# Information provided
"""

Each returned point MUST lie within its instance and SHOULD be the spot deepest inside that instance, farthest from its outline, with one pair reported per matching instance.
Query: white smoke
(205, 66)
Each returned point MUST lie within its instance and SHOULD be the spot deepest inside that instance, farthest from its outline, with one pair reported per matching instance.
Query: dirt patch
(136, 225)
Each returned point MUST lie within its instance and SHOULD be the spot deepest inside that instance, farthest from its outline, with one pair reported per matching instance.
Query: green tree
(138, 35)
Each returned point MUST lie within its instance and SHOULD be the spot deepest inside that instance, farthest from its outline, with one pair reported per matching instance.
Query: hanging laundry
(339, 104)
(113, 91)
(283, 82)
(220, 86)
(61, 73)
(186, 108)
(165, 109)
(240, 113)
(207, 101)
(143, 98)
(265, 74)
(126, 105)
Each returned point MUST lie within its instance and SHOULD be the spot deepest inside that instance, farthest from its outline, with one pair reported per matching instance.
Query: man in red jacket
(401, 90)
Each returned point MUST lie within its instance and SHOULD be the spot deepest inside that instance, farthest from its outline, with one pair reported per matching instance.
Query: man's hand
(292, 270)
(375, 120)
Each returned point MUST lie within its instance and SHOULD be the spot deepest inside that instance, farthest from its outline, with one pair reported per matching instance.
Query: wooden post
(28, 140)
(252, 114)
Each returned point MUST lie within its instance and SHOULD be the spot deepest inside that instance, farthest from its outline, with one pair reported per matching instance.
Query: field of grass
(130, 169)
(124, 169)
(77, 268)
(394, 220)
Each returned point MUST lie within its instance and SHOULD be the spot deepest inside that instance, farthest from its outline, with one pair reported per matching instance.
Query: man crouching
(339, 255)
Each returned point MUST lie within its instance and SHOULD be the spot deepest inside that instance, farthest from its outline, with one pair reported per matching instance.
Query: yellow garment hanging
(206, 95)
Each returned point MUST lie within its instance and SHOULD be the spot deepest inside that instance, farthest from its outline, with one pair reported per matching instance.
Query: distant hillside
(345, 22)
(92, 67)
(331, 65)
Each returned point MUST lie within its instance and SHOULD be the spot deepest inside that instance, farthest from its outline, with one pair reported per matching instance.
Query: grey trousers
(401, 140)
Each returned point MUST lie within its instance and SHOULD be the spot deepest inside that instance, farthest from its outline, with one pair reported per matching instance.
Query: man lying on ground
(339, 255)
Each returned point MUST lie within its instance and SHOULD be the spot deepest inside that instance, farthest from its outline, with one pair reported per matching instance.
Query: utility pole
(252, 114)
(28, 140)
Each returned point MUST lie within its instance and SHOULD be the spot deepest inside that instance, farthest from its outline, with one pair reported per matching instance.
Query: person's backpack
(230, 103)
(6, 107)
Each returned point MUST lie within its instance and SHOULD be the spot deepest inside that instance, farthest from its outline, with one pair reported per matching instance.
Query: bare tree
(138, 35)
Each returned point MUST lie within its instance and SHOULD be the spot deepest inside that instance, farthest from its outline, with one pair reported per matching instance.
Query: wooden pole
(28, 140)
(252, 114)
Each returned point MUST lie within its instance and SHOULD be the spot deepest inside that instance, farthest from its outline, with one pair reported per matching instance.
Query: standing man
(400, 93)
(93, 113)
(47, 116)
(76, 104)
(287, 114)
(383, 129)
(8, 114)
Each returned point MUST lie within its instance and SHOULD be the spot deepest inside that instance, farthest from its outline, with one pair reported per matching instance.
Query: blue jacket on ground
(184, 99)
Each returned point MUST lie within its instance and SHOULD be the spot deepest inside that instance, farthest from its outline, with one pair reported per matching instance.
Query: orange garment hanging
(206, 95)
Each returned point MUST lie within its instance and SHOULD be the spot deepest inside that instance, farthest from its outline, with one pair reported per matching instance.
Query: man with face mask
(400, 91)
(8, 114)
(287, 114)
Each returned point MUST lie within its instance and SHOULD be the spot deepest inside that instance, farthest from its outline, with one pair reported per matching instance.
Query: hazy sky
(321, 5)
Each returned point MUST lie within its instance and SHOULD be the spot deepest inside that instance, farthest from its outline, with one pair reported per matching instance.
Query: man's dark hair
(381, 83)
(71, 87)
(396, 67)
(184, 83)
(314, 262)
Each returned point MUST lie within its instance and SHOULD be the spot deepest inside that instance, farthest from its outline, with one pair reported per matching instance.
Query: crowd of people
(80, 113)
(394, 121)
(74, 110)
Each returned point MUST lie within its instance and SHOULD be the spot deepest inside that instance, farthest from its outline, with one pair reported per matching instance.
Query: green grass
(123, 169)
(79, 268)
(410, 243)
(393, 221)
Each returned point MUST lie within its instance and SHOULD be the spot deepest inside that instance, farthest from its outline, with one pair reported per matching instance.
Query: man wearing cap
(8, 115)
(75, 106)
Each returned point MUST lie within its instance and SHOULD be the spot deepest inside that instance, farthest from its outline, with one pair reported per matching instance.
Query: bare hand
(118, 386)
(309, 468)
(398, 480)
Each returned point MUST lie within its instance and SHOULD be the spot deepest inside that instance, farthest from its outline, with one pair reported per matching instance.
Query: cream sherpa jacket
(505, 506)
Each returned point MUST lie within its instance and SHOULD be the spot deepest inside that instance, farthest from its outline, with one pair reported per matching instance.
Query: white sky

"""

# What this task involves
The output should be exactly the lines from the one containing "Query: man wearing cap" to the final line of the listing above, inclusive.

# Written solution
Query: man wearing cap
(8, 115)
(75, 106)
Each returned point MUST lie within its instance and SHOULD be the spot deepest inside that instance, farthest from its outline, with one pair reported per matching instance.
Query: bare hand
(118, 386)
(309, 468)
(398, 480)
Each returned point MUST lie within its instance and SHOULD be the spot deepest inside that instance, farthest from its outline, with one pair reported per matching instance.
Query: cream sherpa jacket
(505, 506)
Each returned point MUST lie within its instance and SHOULD be the spot deepest inside that instance, farthest from its outline, with one pair reported per matching instance.
Query: white sky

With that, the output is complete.